**PAGE EXCERPT:**
+++

A mention of Denis Mason Jones to any of his wide circle of friends and acquaintances in Leeds would invariably provoke an instant smile. Mason Jones was one of those rare individuals who could move with ease in any number of different circles, and be popular in each, whether it was the Leeds "establishment", the professional set or a jazz night at the Leeds Club.
By profession he was an architect, having followed his father into partnership in the family firm. His design for Bodington Hall, at the University of Leeds, won the Leeds Gold Medal in 1964, but although he did many architectural designs, particularly for the conservation and restoration of buildings, one sensed that he much preferred to be occupied in sketching just about everything he was involved in, whether it was the English countryside, historic buildings or a concert he was attending. His jackets were always made with an extra large "poacher's pocket" which contained his ever-present sketchbooks. A junior member of his staff was given the task of cutting pencils into half and sharpening the two pieces for him. He meticulously maintained an archive of these books – amounting to almost one hundred at his death.

+++

From the piece on Denis Mason Jones, extract everything from "A mention of" down to "the Leeds Club.", word for word.

Point labeling dataset excerpts:
+++

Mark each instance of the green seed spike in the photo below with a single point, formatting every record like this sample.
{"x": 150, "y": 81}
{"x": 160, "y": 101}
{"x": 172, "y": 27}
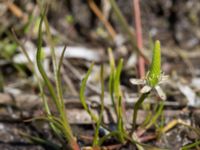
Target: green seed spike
{"x": 154, "y": 73}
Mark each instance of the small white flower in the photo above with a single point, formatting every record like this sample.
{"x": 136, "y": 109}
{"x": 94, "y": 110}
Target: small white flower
{"x": 147, "y": 88}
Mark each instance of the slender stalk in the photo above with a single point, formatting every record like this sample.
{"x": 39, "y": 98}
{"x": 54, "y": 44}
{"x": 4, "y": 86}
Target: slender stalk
{"x": 136, "y": 107}
{"x": 138, "y": 29}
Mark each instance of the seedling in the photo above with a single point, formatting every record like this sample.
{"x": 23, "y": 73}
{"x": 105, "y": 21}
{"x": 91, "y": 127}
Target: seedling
{"x": 152, "y": 81}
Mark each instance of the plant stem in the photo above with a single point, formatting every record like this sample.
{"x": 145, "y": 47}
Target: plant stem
{"x": 138, "y": 29}
{"x": 136, "y": 107}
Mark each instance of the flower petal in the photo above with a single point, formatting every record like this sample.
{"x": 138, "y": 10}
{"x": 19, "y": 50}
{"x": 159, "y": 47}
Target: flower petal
{"x": 160, "y": 92}
{"x": 146, "y": 89}
{"x": 137, "y": 81}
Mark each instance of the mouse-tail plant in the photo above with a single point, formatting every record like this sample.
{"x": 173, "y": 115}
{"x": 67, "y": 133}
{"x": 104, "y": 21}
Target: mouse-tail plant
{"x": 152, "y": 81}
{"x": 61, "y": 121}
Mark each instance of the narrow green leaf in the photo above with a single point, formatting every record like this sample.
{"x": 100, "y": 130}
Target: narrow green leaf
{"x": 155, "y": 68}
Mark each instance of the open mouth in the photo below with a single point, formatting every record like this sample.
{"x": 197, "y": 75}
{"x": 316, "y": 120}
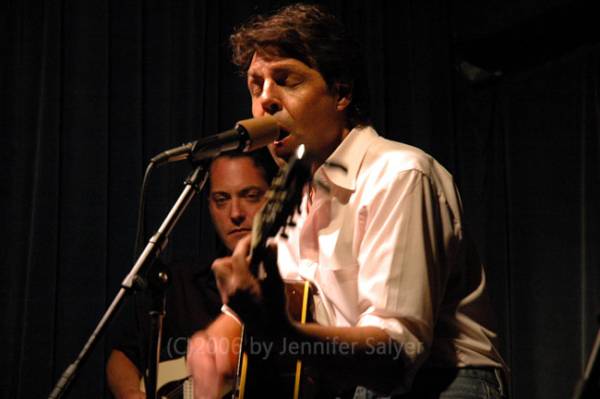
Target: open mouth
{"x": 282, "y": 134}
{"x": 242, "y": 230}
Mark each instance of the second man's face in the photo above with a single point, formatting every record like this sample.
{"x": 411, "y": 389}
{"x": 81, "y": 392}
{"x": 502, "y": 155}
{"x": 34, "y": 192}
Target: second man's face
{"x": 301, "y": 102}
{"x": 237, "y": 189}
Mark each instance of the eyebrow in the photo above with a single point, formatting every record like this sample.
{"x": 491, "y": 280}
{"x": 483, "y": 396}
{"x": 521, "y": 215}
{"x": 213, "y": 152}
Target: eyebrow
{"x": 283, "y": 66}
{"x": 242, "y": 190}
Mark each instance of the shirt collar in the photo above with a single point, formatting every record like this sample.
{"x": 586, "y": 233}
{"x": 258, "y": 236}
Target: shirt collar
{"x": 349, "y": 156}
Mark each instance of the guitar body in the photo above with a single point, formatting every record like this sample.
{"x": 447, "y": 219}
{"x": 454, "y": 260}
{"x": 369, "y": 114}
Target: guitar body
{"x": 174, "y": 381}
{"x": 263, "y": 368}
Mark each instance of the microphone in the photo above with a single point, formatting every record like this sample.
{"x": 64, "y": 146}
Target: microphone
{"x": 247, "y": 135}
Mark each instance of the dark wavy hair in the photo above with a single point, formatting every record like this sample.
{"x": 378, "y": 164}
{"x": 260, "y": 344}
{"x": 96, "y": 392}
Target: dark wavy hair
{"x": 309, "y": 34}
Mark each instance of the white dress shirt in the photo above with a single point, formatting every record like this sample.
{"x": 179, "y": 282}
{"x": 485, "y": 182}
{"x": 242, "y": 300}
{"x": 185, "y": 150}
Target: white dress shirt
{"x": 385, "y": 247}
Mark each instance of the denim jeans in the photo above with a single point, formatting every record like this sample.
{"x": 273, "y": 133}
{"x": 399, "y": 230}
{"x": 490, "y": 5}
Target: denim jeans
{"x": 464, "y": 383}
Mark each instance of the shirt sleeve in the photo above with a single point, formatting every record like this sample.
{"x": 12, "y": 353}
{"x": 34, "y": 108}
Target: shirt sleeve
{"x": 408, "y": 230}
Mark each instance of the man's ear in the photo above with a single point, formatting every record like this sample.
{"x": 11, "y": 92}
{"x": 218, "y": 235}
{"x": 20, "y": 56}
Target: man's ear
{"x": 344, "y": 95}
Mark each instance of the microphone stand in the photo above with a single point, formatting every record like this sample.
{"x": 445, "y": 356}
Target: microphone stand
{"x": 156, "y": 244}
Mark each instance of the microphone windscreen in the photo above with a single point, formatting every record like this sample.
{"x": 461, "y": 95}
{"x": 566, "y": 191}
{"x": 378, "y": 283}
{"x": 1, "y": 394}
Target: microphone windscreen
{"x": 262, "y": 131}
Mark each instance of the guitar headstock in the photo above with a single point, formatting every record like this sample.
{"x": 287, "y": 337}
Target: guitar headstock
{"x": 282, "y": 201}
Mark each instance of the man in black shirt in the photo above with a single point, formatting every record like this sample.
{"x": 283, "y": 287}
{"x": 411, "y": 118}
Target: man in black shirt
{"x": 238, "y": 182}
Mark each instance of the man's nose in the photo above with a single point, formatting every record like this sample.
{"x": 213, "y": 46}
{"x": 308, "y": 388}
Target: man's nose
{"x": 269, "y": 98}
{"x": 237, "y": 212}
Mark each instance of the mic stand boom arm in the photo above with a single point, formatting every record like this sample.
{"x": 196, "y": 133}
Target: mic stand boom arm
{"x": 193, "y": 184}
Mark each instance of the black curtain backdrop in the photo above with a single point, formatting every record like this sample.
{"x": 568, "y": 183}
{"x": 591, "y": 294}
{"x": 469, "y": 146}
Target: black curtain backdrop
{"x": 91, "y": 90}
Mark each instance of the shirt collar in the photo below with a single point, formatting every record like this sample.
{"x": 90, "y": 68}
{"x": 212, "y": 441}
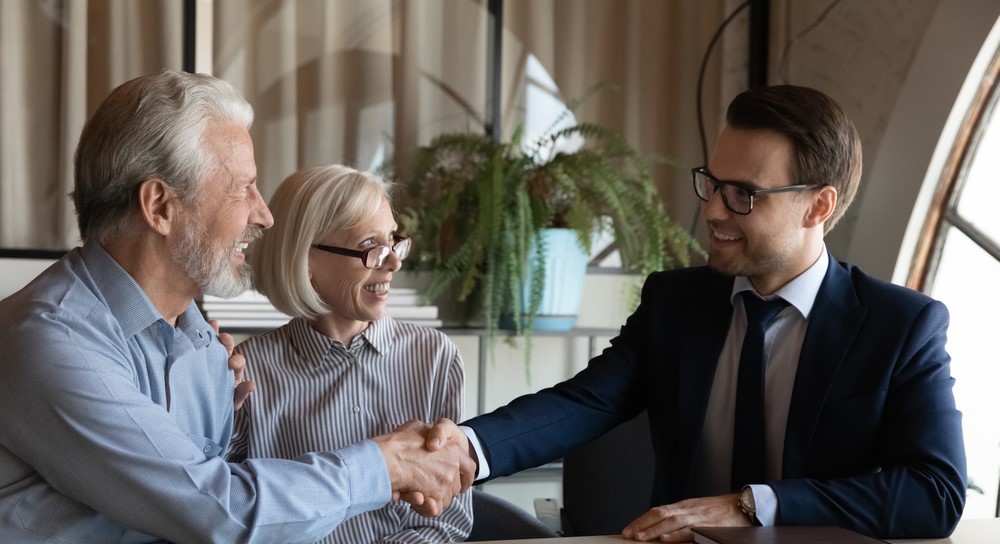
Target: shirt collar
{"x": 800, "y": 292}
{"x": 316, "y": 347}
{"x": 129, "y": 303}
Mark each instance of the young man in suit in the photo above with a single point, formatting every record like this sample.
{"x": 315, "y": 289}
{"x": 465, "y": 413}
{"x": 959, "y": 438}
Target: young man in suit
{"x": 857, "y": 425}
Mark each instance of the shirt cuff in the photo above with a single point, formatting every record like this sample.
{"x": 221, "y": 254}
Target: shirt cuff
{"x": 765, "y": 501}
{"x": 482, "y": 466}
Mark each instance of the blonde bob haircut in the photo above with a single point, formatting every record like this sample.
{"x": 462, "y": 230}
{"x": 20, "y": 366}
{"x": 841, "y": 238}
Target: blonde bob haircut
{"x": 308, "y": 206}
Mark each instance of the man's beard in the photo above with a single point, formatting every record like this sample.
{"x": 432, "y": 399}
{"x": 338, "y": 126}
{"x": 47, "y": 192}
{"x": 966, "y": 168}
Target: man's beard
{"x": 212, "y": 267}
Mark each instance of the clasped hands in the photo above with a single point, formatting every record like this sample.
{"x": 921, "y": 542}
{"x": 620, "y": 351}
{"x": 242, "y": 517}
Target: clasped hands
{"x": 429, "y": 466}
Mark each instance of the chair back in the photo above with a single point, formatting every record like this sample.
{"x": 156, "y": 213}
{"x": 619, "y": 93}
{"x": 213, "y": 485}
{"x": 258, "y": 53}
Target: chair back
{"x": 608, "y": 482}
{"x": 494, "y": 518}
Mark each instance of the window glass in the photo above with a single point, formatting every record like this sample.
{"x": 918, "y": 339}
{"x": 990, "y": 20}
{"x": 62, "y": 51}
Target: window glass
{"x": 981, "y": 193}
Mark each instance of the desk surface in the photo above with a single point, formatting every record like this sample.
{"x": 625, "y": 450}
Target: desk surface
{"x": 969, "y": 531}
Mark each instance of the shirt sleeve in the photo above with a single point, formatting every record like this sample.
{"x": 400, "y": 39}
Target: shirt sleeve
{"x": 131, "y": 463}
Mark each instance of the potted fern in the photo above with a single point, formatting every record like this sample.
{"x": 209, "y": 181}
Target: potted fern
{"x": 481, "y": 213}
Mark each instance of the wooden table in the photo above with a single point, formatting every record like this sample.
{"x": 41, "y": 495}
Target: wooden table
{"x": 969, "y": 531}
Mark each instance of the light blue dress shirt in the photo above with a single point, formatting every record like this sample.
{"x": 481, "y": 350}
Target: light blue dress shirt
{"x": 112, "y": 423}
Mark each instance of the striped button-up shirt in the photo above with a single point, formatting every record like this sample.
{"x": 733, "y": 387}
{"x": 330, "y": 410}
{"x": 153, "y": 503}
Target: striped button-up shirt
{"x": 313, "y": 393}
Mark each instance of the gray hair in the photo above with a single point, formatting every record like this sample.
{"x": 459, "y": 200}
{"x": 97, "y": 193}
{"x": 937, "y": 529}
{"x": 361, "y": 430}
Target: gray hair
{"x": 151, "y": 127}
{"x": 308, "y": 206}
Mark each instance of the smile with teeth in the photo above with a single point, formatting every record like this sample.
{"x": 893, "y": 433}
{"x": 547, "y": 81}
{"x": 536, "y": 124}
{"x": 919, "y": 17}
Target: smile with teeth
{"x": 724, "y": 237}
{"x": 377, "y": 288}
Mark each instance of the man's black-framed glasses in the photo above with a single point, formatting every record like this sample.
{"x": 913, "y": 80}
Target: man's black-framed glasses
{"x": 373, "y": 257}
{"x": 737, "y": 198}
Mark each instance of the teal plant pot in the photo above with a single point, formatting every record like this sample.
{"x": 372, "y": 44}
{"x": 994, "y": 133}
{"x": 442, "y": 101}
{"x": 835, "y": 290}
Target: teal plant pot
{"x": 565, "y": 272}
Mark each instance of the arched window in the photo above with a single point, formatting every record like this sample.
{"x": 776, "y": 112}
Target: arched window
{"x": 957, "y": 261}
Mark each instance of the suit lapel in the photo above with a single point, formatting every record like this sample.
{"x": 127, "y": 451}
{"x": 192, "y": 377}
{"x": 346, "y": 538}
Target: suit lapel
{"x": 834, "y": 323}
{"x": 710, "y": 313}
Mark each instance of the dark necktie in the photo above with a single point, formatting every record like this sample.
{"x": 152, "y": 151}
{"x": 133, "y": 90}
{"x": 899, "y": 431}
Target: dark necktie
{"x": 748, "y": 429}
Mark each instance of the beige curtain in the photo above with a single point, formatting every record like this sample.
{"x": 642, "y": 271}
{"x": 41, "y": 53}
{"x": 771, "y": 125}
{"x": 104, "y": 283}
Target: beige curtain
{"x": 346, "y": 81}
{"x": 59, "y": 59}
{"x": 353, "y": 82}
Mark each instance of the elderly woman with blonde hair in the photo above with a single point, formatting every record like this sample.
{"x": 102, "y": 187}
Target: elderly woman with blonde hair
{"x": 343, "y": 370}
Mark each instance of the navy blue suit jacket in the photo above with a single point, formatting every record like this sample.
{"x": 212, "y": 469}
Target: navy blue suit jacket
{"x": 873, "y": 439}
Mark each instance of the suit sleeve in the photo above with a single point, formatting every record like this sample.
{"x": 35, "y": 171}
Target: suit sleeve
{"x": 538, "y": 428}
{"x": 917, "y": 488}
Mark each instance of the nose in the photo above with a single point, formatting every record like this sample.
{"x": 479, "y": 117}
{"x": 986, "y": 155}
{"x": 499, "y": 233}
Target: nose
{"x": 392, "y": 262}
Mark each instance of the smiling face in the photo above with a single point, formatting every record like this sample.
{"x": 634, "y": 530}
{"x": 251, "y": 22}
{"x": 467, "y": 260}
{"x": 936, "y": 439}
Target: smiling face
{"x": 228, "y": 214}
{"x": 356, "y": 295}
{"x": 782, "y": 236}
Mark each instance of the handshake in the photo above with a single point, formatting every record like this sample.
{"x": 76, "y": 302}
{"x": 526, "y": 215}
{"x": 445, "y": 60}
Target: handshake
{"x": 428, "y": 466}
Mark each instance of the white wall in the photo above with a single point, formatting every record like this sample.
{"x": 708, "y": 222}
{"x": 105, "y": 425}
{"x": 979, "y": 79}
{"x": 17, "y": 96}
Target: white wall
{"x": 899, "y": 171}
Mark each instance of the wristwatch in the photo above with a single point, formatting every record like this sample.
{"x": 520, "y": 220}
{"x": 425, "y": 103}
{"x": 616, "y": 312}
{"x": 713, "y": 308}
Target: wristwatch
{"x": 745, "y": 501}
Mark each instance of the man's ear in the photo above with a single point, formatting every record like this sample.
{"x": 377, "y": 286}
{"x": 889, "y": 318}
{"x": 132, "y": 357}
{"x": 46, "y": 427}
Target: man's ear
{"x": 824, "y": 201}
{"x": 157, "y": 205}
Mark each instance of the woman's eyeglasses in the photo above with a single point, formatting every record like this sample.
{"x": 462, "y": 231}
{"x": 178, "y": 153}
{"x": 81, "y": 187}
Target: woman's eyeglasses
{"x": 373, "y": 257}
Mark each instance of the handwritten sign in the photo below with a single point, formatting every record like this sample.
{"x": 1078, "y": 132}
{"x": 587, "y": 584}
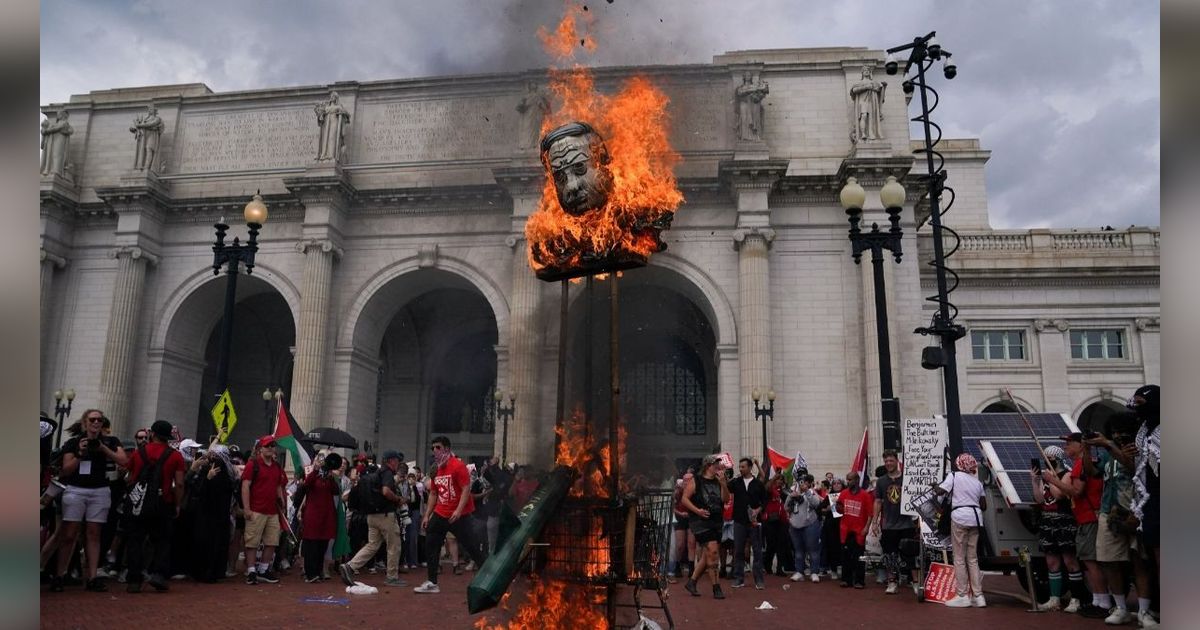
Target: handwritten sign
{"x": 924, "y": 447}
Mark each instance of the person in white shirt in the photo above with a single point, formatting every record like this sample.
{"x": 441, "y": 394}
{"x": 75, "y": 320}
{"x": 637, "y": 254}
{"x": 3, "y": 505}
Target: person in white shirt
{"x": 967, "y": 503}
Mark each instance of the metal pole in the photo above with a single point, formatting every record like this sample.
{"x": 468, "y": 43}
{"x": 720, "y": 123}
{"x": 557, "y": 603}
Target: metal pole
{"x": 891, "y": 406}
{"x": 227, "y": 328}
{"x": 951, "y": 370}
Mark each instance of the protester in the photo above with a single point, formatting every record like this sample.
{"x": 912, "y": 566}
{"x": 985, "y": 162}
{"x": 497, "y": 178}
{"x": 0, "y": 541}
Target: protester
{"x": 210, "y": 493}
{"x": 87, "y": 498}
{"x": 451, "y": 481}
{"x": 319, "y": 515}
{"x": 263, "y": 483}
{"x": 150, "y": 462}
{"x": 967, "y": 503}
{"x": 749, "y": 498}
{"x": 381, "y": 497}
{"x": 1056, "y": 534}
{"x": 855, "y": 504}
{"x": 891, "y": 525}
{"x": 803, "y": 508}
{"x": 705, "y": 496}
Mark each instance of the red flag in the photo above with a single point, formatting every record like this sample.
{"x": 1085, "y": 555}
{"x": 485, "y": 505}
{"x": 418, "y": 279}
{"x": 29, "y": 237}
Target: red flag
{"x": 859, "y": 465}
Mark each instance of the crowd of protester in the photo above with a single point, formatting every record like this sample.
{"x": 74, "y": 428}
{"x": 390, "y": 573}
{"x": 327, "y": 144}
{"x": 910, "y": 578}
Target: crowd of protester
{"x": 149, "y": 513}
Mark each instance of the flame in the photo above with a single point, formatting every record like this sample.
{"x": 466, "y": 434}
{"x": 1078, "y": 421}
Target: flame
{"x": 634, "y": 124}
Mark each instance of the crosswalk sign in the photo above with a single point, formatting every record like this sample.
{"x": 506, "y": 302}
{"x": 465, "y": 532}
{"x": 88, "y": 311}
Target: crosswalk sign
{"x": 223, "y": 417}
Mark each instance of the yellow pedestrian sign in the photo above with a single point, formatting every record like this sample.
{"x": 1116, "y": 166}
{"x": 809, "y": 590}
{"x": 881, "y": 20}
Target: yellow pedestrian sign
{"x": 223, "y": 417}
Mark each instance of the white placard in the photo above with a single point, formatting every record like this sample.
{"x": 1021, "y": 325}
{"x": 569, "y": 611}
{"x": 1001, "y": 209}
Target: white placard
{"x": 924, "y": 447}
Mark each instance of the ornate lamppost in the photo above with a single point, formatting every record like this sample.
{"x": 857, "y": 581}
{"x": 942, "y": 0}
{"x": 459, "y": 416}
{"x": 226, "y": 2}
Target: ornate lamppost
{"x": 923, "y": 53}
{"x": 876, "y": 240}
{"x": 233, "y": 256}
{"x": 507, "y": 414}
{"x": 763, "y": 413}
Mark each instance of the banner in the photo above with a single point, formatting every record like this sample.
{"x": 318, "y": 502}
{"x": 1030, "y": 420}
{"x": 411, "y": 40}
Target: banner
{"x": 924, "y": 448}
{"x": 223, "y": 417}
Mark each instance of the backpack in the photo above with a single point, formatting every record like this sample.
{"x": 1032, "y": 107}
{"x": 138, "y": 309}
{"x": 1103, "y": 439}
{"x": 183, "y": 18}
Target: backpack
{"x": 145, "y": 499}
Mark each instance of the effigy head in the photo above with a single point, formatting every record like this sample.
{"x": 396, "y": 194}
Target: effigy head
{"x": 577, "y": 161}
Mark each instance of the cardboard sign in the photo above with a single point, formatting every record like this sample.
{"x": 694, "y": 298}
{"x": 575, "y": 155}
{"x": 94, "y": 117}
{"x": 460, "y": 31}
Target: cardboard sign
{"x": 940, "y": 582}
{"x": 924, "y": 447}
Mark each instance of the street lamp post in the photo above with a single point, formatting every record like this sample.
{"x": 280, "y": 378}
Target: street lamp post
{"x": 233, "y": 256}
{"x": 923, "y": 53}
{"x": 876, "y": 240}
{"x": 61, "y": 412}
{"x": 763, "y": 413}
{"x": 505, "y": 413}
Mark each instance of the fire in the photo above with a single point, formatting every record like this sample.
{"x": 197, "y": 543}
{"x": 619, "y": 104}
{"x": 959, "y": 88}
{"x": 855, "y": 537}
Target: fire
{"x": 553, "y": 604}
{"x": 635, "y": 124}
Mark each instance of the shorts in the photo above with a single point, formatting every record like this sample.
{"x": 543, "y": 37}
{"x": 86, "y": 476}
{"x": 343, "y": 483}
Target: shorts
{"x": 1111, "y": 546}
{"x": 87, "y": 504}
{"x": 1085, "y": 541}
{"x": 262, "y": 529}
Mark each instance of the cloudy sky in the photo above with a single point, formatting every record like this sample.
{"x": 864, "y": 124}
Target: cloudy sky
{"x": 1066, "y": 94}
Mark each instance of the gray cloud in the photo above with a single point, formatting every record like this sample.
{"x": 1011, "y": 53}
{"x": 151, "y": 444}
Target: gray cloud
{"x": 1065, "y": 94}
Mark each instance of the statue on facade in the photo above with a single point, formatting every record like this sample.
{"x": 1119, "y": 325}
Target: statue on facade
{"x": 147, "y": 131}
{"x": 333, "y": 119}
{"x": 868, "y": 97}
{"x": 55, "y": 141}
{"x": 750, "y": 95}
{"x": 534, "y": 107}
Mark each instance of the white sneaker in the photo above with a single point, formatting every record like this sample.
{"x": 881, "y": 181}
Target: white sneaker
{"x": 1053, "y": 604}
{"x": 427, "y": 587}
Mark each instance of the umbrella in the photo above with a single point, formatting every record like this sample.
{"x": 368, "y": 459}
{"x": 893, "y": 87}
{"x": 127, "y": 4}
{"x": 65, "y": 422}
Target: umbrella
{"x": 331, "y": 437}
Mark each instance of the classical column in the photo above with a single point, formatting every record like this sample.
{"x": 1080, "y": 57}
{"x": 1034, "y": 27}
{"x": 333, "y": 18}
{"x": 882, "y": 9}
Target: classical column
{"x": 309, "y": 370}
{"x": 120, "y": 343}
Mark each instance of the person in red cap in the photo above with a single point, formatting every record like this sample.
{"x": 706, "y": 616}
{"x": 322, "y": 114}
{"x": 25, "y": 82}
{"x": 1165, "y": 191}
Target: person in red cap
{"x": 262, "y": 493}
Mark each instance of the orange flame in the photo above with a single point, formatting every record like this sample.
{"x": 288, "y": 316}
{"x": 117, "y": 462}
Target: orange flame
{"x": 634, "y": 124}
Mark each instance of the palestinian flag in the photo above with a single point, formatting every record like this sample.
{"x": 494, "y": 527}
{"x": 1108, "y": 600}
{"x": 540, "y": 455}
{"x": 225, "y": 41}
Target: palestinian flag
{"x": 286, "y": 431}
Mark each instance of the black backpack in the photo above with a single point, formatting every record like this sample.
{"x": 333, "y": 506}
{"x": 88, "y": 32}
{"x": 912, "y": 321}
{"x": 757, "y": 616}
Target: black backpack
{"x": 144, "y": 499}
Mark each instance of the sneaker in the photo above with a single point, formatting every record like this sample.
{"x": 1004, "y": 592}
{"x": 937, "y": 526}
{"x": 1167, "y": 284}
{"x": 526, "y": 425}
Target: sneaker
{"x": 347, "y": 574}
{"x": 269, "y": 577}
{"x": 157, "y": 582}
{"x": 1053, "y": 604}
{"x": 959, "y": 601}
{"x": 427, "y": 587}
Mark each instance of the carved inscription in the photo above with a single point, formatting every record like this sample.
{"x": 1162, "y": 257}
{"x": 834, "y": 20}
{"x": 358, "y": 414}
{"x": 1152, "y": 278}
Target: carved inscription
{"x": 246, "y": 141}
{"x": 420, "y": 131}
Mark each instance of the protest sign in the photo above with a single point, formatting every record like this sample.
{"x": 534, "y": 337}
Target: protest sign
{"x": 924, "y": 447}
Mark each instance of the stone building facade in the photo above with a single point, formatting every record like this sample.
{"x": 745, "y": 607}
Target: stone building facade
{"x": 391, "y": 294}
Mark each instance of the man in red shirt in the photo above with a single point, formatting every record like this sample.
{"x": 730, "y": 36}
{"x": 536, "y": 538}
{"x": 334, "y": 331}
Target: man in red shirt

+++

**SOLVED EXERCISE:**
A mention of Denis Mason Jones to any of his wide circle of friends and acquaintances in Leeds would invariably provoke an instant smile. Mason Jones was one of those rare individuals who could move with ease in any number of different circles, and be popular in each, whether it was the Leeds "establishment", the professional set or a jazz night at the Leeds Club.